*Work to do*: Swap every instance of "dot" in the material below for "marker", leaving all else unchanged.

[Stored records]
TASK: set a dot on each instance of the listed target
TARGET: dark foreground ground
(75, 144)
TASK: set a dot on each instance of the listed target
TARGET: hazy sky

*Response to this task*:
TASK: set a marker on each instance of the listed target
TARGET: dark foreground ground
(75, 144)
TASK: set a marker on each instance of the listed target
TARGET: hazy sky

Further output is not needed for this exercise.